**REQUEST A:** According to the bank filing excerpt below, what made up the real estate owned at March 31, 1999?

**DOCUMENT SECTION:**
All of the impaired loans were collateralized by real estate at March 31, 1999
and accounted for by the lower of the fair value of the collateral (net of the
$57,000 Allocated Reserves) or amortized loan value.

Real Estate Owned ("REO")

REO consists of properties acquired through mortgage loan foreclosure
proceedings, repossessions or in full or partial satisfaction of outstanding
loan obligations.  At March 31, 1999, REO totaled $12,000, consisting of a
single mobile home.

                                       15
<PAGE>
 
Liquidity - Bank

Deposits totaled $146.5 million at March 31, 1999, a decrease of $2.1 million
(or 1.4%) from the level of $148.6 million at December 31, 1998.

Deposit balances were as follows:
<TABLE>
<CAPTION>
                                       March 31,  December 31,
                                     -------------------------
(in thousands)                           1999         1998
- --------------------------------------------------------------
<S>                                    <C>        <C>
Noninterest bearing demand deposits     $  8,707      $ 10,447
Interest bearing demand deposits          19,470        21,680
Savings and escrow deposits               66,372        63,393
Time deposits                             51,909        53,025
                                        --------      --------
     Total                              $146,458      $148,545
                                        ========      ========
</TABLE>

The decline in deposit levels is primarily attributable to a $5.1 million
decline in demand deposit accounts and time deposits.  This decrease was offset
by a $3.0 million increase in savings deposit balances attributable to the
Company's High Rise Savings program.

Liquidity - Company

On a parent company only basis ("parent"), the Company conducts no separate
operations.  Its business consists of the operations of its banking subsidiary.

**REQUEST B:** Find every row below that contains the string "sofa", and copy each one in full. Case counts.

**SUPPLIED RECORDS:**

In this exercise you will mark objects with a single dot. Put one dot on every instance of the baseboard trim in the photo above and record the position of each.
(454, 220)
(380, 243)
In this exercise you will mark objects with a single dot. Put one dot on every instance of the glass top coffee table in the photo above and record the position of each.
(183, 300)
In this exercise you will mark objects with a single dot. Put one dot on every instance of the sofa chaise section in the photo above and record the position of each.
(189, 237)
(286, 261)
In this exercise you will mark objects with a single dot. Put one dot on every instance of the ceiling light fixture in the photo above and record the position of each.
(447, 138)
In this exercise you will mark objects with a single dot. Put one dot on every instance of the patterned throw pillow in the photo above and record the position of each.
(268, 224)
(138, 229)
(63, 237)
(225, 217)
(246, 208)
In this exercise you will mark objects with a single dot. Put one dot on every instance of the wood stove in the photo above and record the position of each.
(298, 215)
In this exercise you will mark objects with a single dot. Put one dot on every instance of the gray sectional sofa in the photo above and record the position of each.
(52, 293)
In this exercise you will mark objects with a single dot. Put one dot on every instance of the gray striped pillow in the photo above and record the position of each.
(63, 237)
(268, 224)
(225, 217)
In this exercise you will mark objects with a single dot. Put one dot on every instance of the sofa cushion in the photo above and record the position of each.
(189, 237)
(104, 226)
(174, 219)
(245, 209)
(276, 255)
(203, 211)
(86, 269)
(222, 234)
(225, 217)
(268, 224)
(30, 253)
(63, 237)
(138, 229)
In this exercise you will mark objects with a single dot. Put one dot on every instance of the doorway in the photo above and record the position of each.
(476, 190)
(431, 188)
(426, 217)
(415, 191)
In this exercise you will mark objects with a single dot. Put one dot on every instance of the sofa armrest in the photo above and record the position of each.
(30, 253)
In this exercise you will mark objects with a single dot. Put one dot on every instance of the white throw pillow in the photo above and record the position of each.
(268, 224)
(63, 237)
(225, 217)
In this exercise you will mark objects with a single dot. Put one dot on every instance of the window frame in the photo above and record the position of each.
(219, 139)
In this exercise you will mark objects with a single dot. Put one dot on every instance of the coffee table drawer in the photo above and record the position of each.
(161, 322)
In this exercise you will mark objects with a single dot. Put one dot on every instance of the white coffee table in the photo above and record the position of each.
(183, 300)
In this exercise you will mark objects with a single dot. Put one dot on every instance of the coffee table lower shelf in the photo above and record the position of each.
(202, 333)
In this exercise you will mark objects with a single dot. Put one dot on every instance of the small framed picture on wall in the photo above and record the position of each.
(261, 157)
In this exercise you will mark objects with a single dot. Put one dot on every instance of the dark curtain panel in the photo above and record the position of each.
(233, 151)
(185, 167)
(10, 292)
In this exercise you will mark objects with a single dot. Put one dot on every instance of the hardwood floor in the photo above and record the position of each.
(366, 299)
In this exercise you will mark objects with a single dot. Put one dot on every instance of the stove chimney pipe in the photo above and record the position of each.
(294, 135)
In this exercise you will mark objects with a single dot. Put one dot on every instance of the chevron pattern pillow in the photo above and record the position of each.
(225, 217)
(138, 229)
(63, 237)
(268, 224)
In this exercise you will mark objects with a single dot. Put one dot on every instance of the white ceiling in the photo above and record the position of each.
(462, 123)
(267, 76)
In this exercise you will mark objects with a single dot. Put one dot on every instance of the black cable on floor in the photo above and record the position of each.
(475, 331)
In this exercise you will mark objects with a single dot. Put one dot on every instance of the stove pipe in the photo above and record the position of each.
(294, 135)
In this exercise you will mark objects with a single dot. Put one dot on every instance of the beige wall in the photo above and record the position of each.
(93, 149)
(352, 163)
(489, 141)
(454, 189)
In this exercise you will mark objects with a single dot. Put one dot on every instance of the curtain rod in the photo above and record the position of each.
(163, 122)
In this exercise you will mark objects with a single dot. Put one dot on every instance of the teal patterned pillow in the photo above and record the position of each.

**FULL SOLUTION A:** A single mobile home, totaling $12,000.

**FULL SOLUTION B:**
In this exercise you will mark objects with a single dot. Put one dot on every instance of the sofa chaise section in the photo above and record the position of each.
In this exercise you will mark objects with a single dot. Put one dot on every instance of the gray sectional sofa in the photo above and record the position of each.
In this exercise you will mark objects with a single dot. Put one dot on every instance of the sofa cushion in the photo above and record the position of each.
In this exercise you will mark objects with a single dot. Put one dot on every instance of the sofa armrest in the photo above and record the position of each.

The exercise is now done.